§ **Prompt**: Edit everything from the start of the listing down to the line containing "[193,418,957,666]" by replacing "fortress" with "castle". Leave all else unchanged.

● ● ● ● ●

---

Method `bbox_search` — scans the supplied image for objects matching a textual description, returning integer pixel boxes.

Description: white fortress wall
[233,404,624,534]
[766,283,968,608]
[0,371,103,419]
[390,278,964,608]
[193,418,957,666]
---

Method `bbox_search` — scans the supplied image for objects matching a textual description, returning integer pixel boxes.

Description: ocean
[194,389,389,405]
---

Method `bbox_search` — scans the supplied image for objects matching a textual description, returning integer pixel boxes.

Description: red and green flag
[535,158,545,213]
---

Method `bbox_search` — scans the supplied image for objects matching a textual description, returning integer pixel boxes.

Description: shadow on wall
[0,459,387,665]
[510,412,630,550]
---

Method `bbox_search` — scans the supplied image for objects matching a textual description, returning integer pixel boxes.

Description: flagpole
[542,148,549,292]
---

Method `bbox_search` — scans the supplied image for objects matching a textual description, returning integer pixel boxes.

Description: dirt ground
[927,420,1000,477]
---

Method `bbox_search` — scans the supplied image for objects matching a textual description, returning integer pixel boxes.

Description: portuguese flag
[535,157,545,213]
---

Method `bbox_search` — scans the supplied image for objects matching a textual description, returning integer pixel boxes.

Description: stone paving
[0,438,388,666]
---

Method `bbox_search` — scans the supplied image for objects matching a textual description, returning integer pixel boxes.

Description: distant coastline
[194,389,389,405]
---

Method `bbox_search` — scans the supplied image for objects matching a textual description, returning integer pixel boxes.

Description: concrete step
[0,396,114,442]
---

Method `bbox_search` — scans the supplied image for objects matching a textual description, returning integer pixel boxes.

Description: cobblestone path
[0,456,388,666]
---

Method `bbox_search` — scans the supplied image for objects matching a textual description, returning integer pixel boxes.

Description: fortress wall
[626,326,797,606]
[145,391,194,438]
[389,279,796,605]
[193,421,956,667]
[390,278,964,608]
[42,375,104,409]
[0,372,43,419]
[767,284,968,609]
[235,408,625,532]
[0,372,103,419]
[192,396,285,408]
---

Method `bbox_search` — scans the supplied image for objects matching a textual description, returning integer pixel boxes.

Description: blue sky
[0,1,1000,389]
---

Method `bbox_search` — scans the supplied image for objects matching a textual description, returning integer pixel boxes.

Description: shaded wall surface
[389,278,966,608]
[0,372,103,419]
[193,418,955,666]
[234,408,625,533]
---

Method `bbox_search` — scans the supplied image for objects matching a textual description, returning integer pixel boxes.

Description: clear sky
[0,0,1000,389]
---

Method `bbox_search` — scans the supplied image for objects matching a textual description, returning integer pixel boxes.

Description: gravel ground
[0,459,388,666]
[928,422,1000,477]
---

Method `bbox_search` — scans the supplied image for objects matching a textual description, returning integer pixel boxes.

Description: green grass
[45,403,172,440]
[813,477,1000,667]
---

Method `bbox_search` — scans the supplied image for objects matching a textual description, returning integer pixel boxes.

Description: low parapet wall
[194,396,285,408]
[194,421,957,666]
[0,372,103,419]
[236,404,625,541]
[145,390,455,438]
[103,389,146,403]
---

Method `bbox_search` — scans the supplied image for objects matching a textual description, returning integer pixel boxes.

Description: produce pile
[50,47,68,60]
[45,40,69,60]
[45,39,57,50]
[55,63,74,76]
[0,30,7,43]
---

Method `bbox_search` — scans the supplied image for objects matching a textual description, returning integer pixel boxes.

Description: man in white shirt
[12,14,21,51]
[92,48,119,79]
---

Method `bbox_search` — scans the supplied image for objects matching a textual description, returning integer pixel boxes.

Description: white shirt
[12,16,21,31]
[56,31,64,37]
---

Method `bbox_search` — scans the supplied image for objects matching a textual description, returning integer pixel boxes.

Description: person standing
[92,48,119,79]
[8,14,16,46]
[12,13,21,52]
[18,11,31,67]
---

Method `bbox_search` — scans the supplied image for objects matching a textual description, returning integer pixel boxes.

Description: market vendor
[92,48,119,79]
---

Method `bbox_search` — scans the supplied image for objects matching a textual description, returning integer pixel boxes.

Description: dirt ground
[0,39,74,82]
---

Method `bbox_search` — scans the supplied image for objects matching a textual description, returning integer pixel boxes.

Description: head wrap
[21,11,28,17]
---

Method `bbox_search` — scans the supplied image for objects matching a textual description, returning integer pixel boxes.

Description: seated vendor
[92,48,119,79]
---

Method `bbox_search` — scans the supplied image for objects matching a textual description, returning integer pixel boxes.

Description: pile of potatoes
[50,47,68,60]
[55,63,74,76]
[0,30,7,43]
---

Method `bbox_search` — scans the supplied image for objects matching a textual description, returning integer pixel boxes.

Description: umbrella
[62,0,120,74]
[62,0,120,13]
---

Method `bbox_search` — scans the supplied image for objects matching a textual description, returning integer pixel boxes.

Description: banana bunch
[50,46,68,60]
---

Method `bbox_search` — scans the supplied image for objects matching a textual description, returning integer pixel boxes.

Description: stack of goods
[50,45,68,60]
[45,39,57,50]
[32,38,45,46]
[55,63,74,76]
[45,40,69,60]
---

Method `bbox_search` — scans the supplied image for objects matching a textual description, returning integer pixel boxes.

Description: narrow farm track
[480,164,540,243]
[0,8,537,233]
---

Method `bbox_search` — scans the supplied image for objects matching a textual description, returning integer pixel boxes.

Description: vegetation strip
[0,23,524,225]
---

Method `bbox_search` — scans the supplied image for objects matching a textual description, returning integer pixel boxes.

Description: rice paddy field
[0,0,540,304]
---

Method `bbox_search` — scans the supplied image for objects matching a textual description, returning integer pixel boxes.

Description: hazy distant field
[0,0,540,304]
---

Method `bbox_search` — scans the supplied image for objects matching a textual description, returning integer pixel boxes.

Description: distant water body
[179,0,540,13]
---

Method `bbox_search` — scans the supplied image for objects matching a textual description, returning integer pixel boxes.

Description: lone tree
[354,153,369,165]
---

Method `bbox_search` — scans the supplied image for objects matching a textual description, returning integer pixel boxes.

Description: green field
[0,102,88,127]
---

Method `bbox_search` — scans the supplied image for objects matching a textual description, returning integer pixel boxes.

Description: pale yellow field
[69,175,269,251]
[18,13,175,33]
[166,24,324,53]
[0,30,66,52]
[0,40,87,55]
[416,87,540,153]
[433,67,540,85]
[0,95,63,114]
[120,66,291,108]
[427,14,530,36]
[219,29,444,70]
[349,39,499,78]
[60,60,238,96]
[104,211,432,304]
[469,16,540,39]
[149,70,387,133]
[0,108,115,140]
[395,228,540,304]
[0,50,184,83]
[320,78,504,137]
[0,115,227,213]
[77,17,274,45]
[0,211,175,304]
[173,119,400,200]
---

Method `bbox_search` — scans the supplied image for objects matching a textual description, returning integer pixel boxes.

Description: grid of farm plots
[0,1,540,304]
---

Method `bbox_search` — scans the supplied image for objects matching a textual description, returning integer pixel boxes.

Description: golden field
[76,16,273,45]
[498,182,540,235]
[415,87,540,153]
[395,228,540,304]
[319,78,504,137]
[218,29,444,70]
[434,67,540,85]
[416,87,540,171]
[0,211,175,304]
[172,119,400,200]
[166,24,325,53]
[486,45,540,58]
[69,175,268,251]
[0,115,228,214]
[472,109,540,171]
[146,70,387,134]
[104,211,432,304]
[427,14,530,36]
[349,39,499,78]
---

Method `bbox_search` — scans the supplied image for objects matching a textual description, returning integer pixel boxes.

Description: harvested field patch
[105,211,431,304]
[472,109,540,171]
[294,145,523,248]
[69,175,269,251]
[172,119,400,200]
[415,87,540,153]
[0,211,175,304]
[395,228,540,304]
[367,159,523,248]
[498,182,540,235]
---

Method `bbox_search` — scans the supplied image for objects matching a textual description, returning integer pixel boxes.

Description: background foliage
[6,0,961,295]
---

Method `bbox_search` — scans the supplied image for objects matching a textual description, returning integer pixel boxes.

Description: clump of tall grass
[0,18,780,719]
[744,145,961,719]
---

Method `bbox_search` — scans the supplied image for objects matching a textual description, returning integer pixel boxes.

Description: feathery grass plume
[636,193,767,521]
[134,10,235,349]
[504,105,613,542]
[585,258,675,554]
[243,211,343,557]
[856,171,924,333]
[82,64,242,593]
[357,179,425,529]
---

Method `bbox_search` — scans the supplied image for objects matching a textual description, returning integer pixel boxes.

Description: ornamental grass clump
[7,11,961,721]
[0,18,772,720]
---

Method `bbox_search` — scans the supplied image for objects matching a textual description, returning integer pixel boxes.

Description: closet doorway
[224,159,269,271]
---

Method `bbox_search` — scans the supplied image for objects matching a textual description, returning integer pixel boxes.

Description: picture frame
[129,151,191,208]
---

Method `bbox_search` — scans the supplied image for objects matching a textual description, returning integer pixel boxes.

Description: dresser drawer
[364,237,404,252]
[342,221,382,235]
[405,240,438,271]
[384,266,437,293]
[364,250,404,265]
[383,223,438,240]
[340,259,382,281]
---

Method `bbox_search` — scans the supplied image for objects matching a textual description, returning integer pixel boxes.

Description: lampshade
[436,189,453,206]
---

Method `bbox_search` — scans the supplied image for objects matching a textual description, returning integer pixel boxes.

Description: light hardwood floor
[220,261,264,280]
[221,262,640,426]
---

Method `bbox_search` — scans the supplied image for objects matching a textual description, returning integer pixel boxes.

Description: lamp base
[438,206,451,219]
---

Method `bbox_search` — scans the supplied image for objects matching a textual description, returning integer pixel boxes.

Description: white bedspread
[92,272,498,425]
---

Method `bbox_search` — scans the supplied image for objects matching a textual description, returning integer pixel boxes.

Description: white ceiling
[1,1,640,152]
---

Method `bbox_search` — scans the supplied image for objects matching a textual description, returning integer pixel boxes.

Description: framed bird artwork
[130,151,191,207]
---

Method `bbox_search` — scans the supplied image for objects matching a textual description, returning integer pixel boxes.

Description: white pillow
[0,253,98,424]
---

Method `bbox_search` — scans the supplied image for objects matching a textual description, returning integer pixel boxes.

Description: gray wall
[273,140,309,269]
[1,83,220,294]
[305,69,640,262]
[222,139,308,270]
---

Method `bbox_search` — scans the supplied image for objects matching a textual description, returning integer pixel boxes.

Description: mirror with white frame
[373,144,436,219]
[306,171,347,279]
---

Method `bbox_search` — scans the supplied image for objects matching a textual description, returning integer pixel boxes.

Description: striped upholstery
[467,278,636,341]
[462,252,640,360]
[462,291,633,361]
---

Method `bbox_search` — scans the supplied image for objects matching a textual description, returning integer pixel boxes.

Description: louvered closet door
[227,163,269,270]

● ● ● ● ●

§ **Answer to the problem**:
---

Method `bbox_search` — scans the supplied image for objects matching a textual description, returning integer pixel boxes.

Description: white castle wall
[233,404,624,534]
[766,283,968,608]
[0,371,103,419]
[390,278,964,608]
[193,418,957,666]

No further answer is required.